The following entries are to be retyped in full, exactly as written.

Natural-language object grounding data
-------

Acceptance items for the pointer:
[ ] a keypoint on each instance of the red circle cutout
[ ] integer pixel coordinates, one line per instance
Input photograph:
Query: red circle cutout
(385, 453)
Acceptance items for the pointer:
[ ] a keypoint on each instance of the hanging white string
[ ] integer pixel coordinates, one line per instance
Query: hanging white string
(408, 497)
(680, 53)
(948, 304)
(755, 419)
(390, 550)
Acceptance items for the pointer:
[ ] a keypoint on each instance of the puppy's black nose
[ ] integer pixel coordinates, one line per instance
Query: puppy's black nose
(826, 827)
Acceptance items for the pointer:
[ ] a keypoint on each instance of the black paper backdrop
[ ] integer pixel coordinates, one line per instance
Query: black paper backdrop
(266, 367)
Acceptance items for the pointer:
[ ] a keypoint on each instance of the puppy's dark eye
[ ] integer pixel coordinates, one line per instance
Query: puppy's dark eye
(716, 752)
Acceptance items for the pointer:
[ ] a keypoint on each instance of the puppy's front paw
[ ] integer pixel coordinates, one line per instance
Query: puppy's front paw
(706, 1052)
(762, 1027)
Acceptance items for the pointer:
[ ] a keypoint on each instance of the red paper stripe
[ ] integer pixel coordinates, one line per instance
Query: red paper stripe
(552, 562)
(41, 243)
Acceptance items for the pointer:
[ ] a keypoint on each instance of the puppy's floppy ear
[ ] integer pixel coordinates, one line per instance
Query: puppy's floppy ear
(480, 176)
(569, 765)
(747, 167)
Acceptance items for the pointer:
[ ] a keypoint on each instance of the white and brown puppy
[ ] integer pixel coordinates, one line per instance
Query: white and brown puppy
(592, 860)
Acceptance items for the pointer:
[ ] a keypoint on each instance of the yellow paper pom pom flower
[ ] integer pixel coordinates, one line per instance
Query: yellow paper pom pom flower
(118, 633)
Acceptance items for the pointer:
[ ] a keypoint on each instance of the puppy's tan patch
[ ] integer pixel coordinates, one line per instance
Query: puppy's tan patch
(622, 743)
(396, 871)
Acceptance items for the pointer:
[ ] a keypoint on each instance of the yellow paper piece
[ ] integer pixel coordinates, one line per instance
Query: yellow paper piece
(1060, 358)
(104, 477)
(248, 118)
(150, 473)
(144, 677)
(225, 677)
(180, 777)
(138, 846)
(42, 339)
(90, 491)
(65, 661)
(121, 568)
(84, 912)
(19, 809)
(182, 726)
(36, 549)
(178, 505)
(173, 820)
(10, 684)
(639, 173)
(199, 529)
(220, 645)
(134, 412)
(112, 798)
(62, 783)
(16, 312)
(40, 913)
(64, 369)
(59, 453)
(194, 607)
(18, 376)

-------

▸ **Answer section**
Acceptance items for the pointer:
[ ] a keypoint on each instance of the red circle cutout
[ ] integer pixel coordinates, one line per instance
Input photograph:
Query: red circle cutout
(385, 453)
Acceptance items for the pointer:
[ ] a keypoint on each instance of the hanging white string
[ ] integer pixel coordinates, one line per instance
Query: hanging white string
(408, 497)
(680, 53)
(948, 304)
(755, 419)
(390, 550)
Acceptance items for the pointer:
[ ] a keypoint on each instance of the puppy's black nose
[ ] integer pixel coordinates, one line per instance
Query: puppy's black nose
(826, 827)
Acceptance items for the pointer:
[ ] a keypoint on each instance of the black paper backdrop
[ ] integer pixel coordinates, one line per instance
Query: black paper backdrop
(266, 367)
Acceptance items for the pointer:
[ ] a keypoint on each instance of the puppy's dark eye
[ ] integer pixel coordinates, one line per instance
Query: puppy's dark eye
(716, 752)
Acceptance items for the pointer:
[ ] a keypoint on each instance of the puppy's front paw
[ ] integer pixel coordinates, one line per instance
Query: puppy's front paw
(706, 1052)
(762, 1027)
Acceptance items for the pointer:
[ ] a keypoint on each instance of the red paper stripe
[ ] integer pixel coordinates, one line per instance
Query: red paper stripe
(552, 562)
(41, 243)
Acceptance items for the pointer:
[ ] a keypoint on each instance of the puppy's floppy ear
[ ] integer pixel coordinates, one line per instance
Query: puppy's floppy ear
(480, 176)
(569, 765)
(747, 167)
Acceptance items for the pointer:
[ ] a keypoint on each instance of the white and brown puppy
[ ] integer pixel coordinates, one line per instance
Query: white and brown puppy
(592, 860)
Acceptance items for the pointer:
[ ] a keypoint on each instance of the yellow paper pom pom flower
[ ] integer pixel coordinates, one line per instance
Query: yellow paper pom pom flower
(118, 633)
Acceptance items for the pointer:
[ ] a keypoint on each instance of the puppy's tan patch
[ ] integer pixel coordinates, one line per instance
Query: puppy's tan patch
(622, 743)
(396, 871)
Acceptance items for the pointer:
[ ] a keypoint on each instance of the yellow paper piece
[ ] integer pixel coordinates, one line per instance
Query: yellow paper piece
(1060, 358)
(104, 477)
(248, 118)
(150, 473)
(144, 677)
(225, 677)
(180, 777)
(138, 846)
(42, 339)
(90, 491)
(65, 661)
(121, 568)
(84, 912)
(19, 809)
(182, 726)
(36, 549)
(178, 505)
(173, 820)
(10, 684)
(639, 173)
(199, 529)
(220, 645)
(134, 412)
(112, 798)
(62, 783)
(16, 312)
(40, 913)
(64, 369)
(59, 453)
(194, 607)
(18, 376)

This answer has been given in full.